GIVEN EXERCISE:
The records below hold pictures; please leave those out and retype the rest exactly.

PROVIDED INFORMATION:
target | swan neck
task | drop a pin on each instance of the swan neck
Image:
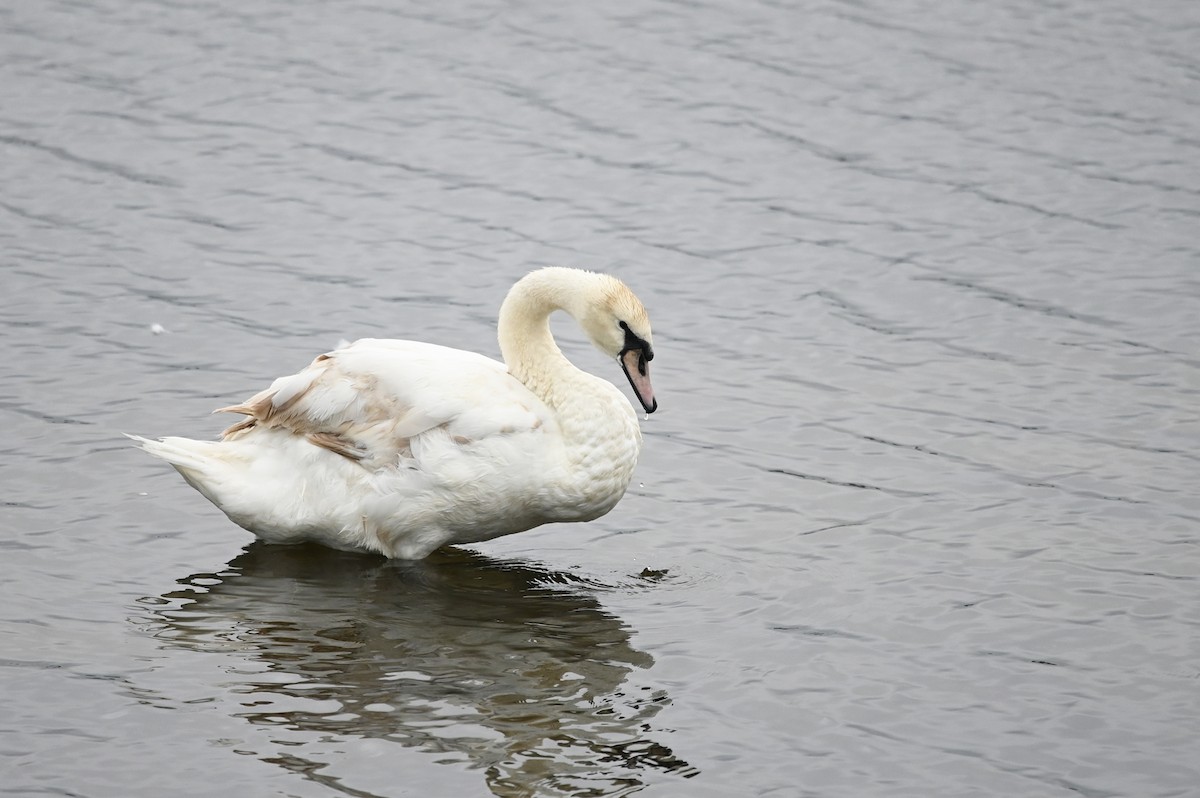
(527, 345)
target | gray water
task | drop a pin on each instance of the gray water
(918, 515)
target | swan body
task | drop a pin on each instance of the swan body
(401, 447)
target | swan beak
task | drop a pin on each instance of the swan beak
(637, 370)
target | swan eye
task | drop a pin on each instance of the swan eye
(634, 341)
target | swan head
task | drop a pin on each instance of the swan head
(618, 325)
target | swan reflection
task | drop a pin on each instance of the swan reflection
(515, 670)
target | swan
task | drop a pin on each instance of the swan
(402, 447)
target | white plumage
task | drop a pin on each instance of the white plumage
(401, 447)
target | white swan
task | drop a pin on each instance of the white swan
(399, 447)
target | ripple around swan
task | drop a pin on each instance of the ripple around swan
(917, 516)
(497, 665)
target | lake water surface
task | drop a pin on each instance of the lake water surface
(918, 515)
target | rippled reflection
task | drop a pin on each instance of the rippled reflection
(490, 664)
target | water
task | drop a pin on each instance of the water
(918, 515)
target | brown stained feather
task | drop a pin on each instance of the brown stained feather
(336, 444)
(339, 436)
(245, 424)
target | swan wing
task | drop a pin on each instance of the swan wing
(370, 400)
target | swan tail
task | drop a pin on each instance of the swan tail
(184, 454)
(203, 463)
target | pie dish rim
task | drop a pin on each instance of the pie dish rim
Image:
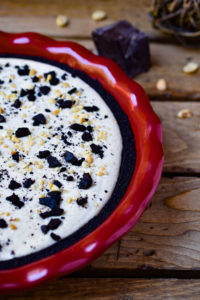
(149, 162)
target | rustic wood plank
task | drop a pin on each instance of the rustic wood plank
(180, 136)
(167, 235)
(114, 289)
(40, 16)
(167, 61)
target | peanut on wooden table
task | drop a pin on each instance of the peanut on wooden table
(160, 257)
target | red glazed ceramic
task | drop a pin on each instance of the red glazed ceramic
(148, 135)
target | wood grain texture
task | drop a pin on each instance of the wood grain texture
(166, 237)
(40, 16)
(180, 136)
(167, 62)
(114, 289)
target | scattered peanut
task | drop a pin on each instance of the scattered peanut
(62, 21)
(99, 15)
(184, 113)
(161, 85)
(190, 67)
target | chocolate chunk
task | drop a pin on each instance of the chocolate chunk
(97, 149)
(85, 181)
(13, 185)
(17, 103)
(78, 127)
(54, 212)
(55, 237)
(45, 90)
(15, 156)
(54, 224)
(3, 223)
(28, 182)
(39, 119)
(82, 201)
(22, 132)
(72, 91)
(86, 136)
(64, 103)
(43, 154)
(70, 158)
(14, 199)
(53, 162)
(57, 183)
(124, 44)
(2, 119)
(91, 108)
(23, 71)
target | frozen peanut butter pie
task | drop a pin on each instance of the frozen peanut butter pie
(65, 149)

FINISHED EXERCISE:
target | swan neck
task | drop a pin on each instance of the swan neck
Image:
(527, 345)
target | gray water
task | drop a pin on each instance of the gray water
(918, 515)
target | swan body
task | drop a pin on each instance of the swan body
(401, 447)
target | swan beak
task | drop a pin on each instance of the swan beak
(637, 370)
target | swan eye
task | drop a pin on each instance of the swan eye
(634, 341)
target | swan head
task | drop a pin on each instance of the swan head
(618, 325)
target | swan reflection
task | drop a pin on each instance of the swan reflection
(515, 670)
target | swan
task | drop a pin on each instance of the swan
(402, 447)
target | white plumage
task | drop a pin on each instance of the white plumage
(401, 447)
target | white swan
task | drop a pin on each instance of the white swan
(399, 447)
target | ripple around swan
task | drop a pin on each instance of the ripple around swan
(917, 516)
(497, 665)
target | lake water surface
task | drop a pin on each instance of the lake water surface
(918, 515)
target | rippled reflection
task | drop a pin on each instance of the rippled reflection
(490, 664)
target | water
task | drop a pin on each instance of the water
(918, 515)
target | brown stained feather
task | drop a pin on each instance of the brown stained feather
(336, 444)
(339, 436)
(245, 424)
target | swan wing
task | drop a pin on each instance of the swan wing
(370, 400)
target | swan tail
task | drop a pin on each instance of the swan tail
(184, 454)
(203, 463)
target | pie dish rim
task | drop a pin on each instance of the pie dish rim
Image:
(149, 162)
target | rustic wood plank
task | drop a pin on each instance of the rustic wood plank
(180, 136)
(167, 235)
(114, 289)
(40, 16)
(167, 61)
target | peanut on wooden table
task | drop a pin on each instance of the peanut on wooden table
(160, 257)
target | red glazed ceramic
task | drop a pin on each instance of the red glazed ceramic
(148, 135)
target | wood grain texture
task | drop a pin on each instance of the wood grain texture
(166, 237)
(40, 16)
(180, 136)
(167, 62)
(114, 289)
target | scattered peanut
task | drop a pin on each instance of the scattered peanut
(62, 21)
(99, 15)
(184, 113)
(161, 85)
(190, 67)
target | chocolate chunk
task | drop a pin on each instance of the chocolate chunk
(97, 149)
(85, 181)
(13, 185)
(17, 103)
(78, 127)
(54, 212)
(55, 237)
(45, 90)
(15, 156)
(54, 224)
(3, 223)
(28, 182)
(39, 119)
(82, 201)
(22, 132)
(72, 91)
(86, 136)
(64, 103)
(43, 154)
(70, 158)
(14, 199)
(53, 162)
(57, 183)
(124, 44)
(2, 119)
(91, 108)
(23, 71)
target | frozen peanut butter pie
task | drop a pin on each instance of the frozen peanut butter pie
(65, 149)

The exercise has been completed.